[Named-object pointing records]
--

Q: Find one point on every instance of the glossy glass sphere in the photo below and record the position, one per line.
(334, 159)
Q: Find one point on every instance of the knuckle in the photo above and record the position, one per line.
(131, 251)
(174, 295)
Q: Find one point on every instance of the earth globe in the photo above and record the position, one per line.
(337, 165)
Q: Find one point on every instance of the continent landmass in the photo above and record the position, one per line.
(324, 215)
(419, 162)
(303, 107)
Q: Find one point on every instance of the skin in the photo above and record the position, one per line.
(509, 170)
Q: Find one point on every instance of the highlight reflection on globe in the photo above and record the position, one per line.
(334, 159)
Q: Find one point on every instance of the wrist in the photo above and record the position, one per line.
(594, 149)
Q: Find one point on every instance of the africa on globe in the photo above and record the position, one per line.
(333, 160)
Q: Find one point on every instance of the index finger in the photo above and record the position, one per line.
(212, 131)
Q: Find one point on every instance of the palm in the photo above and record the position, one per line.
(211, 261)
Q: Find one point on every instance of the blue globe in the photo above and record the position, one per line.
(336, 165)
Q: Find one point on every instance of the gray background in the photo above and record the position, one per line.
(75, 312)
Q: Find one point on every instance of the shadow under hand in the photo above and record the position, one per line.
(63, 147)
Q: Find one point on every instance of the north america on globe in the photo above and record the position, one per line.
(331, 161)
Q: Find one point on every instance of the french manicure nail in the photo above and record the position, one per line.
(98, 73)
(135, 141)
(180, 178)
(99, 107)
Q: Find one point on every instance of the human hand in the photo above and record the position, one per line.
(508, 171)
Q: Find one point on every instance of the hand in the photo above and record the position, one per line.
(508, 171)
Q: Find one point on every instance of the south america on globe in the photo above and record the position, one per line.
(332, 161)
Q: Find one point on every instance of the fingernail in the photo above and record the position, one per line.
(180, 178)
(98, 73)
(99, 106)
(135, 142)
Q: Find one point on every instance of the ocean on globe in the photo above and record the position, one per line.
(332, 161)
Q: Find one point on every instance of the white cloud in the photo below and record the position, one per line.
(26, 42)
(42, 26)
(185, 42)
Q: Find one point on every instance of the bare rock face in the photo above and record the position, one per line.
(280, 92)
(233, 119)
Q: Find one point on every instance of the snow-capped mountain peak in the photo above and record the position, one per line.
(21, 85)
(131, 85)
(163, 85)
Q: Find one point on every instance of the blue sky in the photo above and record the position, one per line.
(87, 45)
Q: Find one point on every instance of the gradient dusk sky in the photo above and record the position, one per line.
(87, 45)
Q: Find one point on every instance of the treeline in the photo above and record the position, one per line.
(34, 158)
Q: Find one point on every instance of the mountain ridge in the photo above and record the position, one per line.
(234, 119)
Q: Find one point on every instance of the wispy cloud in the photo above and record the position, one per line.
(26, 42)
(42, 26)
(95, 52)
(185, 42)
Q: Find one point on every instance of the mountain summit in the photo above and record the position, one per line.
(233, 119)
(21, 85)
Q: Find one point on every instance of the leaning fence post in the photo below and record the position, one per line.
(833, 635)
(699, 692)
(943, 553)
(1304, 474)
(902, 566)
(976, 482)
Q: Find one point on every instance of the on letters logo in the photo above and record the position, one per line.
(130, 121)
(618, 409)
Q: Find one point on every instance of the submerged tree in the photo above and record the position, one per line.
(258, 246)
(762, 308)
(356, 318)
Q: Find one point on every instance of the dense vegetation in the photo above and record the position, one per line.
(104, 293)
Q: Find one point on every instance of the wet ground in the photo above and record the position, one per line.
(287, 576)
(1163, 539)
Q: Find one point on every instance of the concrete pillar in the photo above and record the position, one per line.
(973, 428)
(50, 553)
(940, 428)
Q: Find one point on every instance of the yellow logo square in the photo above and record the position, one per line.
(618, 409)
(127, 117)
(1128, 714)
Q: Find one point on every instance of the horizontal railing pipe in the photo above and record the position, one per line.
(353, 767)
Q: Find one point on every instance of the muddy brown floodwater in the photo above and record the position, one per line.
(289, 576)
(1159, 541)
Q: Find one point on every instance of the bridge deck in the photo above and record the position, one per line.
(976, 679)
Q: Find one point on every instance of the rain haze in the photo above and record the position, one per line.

--

Your task is to output exactly the lines running from the one with "Q: Find one point on every instance of the yellow" through the final line of the material above, with both ends included.

Q: Find one point on every instance of the yellow logo square in the photo above and record the position, one per line.
(618, 409)
(127, 117)
(1128, 714)
Q: Find one point on every instance of the horizontal railing pipe in the photo above and record the position, one per line.
(353, 767)
Q: Find one point on every instance of the muddy brown floodwater in the photo above and record the position, one per line.
(289, 576)
(1159, 541)
Q: Find one point on every instance of the bridge deck in the photo above and record the position, one per line.
(976, 679)
Q: Find one point on every instance of the rain haze in the photo above and record the position, one per line.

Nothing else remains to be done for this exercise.